__Directions for this task__
Only part of the listing is needed, namely the lines from its start through the line with "Task: indicate the book", and they should be retyped exactly.

Information supplied Start Marker

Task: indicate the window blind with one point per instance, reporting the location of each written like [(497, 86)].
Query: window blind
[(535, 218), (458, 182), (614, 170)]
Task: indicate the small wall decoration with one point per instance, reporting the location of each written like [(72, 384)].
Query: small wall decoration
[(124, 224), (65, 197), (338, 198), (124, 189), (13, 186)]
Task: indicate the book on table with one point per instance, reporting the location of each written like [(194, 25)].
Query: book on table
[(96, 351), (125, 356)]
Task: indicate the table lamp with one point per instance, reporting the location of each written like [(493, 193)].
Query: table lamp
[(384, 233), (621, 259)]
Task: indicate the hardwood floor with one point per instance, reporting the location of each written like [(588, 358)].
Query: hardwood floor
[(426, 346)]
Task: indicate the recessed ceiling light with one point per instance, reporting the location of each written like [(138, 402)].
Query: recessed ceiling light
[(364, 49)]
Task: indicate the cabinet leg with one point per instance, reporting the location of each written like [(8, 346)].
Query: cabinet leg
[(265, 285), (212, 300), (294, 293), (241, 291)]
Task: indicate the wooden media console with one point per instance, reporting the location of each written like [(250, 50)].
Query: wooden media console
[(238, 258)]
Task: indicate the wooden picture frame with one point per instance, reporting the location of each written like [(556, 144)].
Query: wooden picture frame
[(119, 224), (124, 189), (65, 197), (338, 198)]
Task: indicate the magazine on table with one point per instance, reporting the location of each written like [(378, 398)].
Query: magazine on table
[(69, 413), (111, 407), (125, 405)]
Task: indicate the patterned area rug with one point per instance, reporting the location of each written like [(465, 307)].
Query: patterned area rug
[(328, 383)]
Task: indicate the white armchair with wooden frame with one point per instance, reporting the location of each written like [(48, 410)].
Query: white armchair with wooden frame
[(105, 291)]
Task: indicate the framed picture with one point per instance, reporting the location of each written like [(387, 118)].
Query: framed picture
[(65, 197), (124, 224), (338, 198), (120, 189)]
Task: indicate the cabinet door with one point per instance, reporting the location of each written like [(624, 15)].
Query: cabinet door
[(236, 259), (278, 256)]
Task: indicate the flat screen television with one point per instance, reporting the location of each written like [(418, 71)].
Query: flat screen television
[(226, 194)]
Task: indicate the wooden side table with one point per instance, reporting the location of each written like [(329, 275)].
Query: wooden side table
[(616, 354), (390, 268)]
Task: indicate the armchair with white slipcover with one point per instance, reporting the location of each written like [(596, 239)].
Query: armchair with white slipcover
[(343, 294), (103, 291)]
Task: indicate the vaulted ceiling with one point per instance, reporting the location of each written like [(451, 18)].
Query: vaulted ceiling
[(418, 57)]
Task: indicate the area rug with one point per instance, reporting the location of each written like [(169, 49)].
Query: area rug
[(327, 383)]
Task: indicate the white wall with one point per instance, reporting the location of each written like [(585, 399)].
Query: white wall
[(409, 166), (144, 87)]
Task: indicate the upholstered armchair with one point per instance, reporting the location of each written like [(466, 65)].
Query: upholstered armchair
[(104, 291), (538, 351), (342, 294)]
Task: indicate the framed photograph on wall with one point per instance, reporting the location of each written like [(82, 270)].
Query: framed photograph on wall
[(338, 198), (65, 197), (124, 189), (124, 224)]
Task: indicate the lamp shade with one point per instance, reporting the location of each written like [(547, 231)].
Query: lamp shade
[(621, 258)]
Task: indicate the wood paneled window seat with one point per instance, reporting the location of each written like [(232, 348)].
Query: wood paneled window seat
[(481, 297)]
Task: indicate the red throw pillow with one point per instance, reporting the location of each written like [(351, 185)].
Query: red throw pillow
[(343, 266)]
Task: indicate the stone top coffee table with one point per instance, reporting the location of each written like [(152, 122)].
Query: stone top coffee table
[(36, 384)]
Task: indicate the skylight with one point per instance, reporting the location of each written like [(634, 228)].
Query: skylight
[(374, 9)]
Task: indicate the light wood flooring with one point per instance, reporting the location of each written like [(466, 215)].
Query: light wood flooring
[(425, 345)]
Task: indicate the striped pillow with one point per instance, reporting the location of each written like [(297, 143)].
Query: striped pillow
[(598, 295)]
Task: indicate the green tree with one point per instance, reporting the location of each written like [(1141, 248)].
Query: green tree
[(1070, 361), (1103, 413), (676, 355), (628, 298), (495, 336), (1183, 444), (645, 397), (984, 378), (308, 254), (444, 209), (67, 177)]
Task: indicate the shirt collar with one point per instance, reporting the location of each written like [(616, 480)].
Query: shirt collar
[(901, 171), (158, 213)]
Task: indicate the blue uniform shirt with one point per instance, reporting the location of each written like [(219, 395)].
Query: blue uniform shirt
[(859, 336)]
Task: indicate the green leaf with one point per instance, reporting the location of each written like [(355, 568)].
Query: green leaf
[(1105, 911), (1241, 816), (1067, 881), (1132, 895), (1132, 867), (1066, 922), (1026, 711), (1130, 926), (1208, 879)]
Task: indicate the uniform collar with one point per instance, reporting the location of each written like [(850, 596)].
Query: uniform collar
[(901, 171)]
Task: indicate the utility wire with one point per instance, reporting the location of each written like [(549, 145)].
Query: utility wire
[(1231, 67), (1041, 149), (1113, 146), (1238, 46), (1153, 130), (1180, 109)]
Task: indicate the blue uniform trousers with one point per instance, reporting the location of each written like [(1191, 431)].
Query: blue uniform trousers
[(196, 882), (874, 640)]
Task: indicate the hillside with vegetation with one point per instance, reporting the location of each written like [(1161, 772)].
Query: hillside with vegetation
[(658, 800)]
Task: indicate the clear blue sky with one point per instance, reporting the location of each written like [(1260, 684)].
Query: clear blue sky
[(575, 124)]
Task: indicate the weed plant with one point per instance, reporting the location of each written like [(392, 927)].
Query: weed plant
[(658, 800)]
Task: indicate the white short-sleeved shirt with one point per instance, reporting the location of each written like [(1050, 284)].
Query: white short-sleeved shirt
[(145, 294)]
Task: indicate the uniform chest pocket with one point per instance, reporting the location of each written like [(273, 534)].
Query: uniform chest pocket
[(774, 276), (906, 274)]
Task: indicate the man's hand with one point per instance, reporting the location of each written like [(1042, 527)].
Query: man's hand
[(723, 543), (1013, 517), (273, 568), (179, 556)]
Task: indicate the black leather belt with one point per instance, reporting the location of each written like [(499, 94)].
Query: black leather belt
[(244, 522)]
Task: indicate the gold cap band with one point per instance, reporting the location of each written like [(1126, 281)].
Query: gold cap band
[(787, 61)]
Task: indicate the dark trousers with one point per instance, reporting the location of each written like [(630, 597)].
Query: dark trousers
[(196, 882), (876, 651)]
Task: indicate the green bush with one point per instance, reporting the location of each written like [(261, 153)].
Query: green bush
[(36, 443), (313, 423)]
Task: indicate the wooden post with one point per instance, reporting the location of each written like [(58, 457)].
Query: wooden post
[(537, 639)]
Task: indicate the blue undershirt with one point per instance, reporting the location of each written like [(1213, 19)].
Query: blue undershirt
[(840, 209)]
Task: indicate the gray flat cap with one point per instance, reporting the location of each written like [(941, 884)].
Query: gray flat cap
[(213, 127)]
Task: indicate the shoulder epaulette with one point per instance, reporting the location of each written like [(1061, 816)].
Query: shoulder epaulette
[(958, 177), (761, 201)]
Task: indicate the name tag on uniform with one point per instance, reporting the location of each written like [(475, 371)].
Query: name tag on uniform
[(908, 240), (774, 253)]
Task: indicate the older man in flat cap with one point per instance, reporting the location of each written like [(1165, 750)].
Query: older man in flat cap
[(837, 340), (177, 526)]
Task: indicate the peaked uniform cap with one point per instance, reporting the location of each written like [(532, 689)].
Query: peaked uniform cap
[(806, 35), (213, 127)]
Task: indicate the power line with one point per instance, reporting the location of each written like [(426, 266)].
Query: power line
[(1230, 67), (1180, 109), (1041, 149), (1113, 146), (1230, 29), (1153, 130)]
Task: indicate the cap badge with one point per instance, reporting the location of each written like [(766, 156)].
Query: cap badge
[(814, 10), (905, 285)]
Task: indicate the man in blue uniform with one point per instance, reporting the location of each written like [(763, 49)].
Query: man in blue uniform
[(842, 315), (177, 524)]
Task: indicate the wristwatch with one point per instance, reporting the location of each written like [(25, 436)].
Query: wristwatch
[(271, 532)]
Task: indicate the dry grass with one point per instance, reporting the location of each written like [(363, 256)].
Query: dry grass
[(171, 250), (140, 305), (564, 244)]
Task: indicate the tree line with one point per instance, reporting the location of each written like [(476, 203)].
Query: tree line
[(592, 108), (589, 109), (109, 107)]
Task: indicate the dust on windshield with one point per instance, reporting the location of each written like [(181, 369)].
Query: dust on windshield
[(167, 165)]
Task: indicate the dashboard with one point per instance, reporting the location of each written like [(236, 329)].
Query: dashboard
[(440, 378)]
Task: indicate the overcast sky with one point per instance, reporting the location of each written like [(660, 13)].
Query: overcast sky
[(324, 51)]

Information supplied End Marker

__Task output__
Task: indicate the window blind with one point per instance, reporting the location of each written like [(497, 86)].
Query: window blind
[(535, 218), (458, 182), (614, 170)]
Task: indicate the small wall decoration with one point per instance, reporting the location of each written like [(72, 384)].
Query: small wall decoration
[(124, 224), (65, 197), (338, 198), (124, 189), (13, 186)]
Task: indicate the book on table with one point per instance, reporting the location of each written like [(194, 25)].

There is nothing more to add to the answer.